◆ DOCUMENT SEGMENT ◆
........

No one's been complaining much, however. This winter has been unusually dry (but unusually cold) so far, and Israel's water reserves are very low. All the rain there is falls during the winter--from May to October there isn't a cloud in the sky--and what doesn't run into the Sea of Galilee or get soaked into the ground and winds up in an aquifer is a total loss. So snow, which melts slowly and doesn't run off saturated ground, is good. But what fell isn't enough, and we can only hope for a lot more stormy weather before the rainy season ends. The farmers, however, who are almost always unhappy (too dry, too wet, too windy, etc.) have already started lobbying the government for compensation on their spoiled crops and the price of strawberries this year is horrendous (the fact that it's a shemitta year, during which the land is supposed to lay fallow and the Orthodox won't eat the produce thereof unless certain methods are used, has jacked prices up anyway on just about everything).

........

◆ STATED GOAL 1 ◆
Reproduce the listing below from its first line up to and including the line with "Provide the mask of each instance of the car".

◆ SUPPLIED MATERIAL ◆

........

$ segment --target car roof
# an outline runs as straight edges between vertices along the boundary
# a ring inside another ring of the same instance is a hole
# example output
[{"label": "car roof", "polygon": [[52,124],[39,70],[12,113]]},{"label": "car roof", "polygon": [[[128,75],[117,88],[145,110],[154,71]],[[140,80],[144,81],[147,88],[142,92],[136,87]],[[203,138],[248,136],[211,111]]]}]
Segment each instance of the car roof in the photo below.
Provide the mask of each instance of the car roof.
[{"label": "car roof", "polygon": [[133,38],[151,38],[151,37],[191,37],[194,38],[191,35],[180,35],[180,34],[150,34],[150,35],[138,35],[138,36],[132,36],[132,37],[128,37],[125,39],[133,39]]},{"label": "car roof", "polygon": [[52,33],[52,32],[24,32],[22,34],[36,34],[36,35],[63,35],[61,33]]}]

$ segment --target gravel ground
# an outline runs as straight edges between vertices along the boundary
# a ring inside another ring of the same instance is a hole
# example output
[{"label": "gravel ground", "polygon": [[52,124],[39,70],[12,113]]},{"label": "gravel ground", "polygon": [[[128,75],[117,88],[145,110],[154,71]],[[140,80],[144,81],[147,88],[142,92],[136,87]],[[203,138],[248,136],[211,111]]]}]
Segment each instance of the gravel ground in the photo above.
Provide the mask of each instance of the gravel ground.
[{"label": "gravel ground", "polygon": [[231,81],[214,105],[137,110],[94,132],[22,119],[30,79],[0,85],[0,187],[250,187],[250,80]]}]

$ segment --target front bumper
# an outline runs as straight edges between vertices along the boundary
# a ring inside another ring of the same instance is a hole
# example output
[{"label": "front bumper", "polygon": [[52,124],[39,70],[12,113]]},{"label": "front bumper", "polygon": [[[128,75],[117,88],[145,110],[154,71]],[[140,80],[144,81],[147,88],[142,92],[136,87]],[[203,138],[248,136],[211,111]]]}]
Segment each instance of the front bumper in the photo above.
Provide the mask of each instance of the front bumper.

........

◆ STATED GOAL 2 ◆
Extend the passage above on Israel's dry winter and water reserves, starting right after its last sentence.

◆ EXERCISE RESPONSE 1 ◆
$ segment --target car roof
# an outline runs as straight edges between vertices along the boundary
# a ring inside another ring of the same instance is a hole
# example output
[{"label": "car roof", "polygon": [[52,124],[39,70],[12,113]]},{"label": "car roof", "polygon": [[[128,75],[117,88],[145,110],[154,71]],[[140,80],[144,81],[147,88],[142,92],[136,87]],[[203,138],[248,136],[211,111]]]}]
Segment each instance of the car roof in the photo below.
Provide the mask of each instance of the car roof.

◆ EXERCISE RESPONSE 2 ◆
Now that I'm diabetic I'm feeling the cold much more than I used to. And my computer is in a kind of storeroom that doesn't have any heating so I'm typing this with numb fingers. Could be worse, of course--last night, just as we sat down to Shabbat dinner, the electricity in our neighborhood went out for about 15 minutes. Very romantic.
And now I'm going to end this and put my hands back in my armpits to warm them up.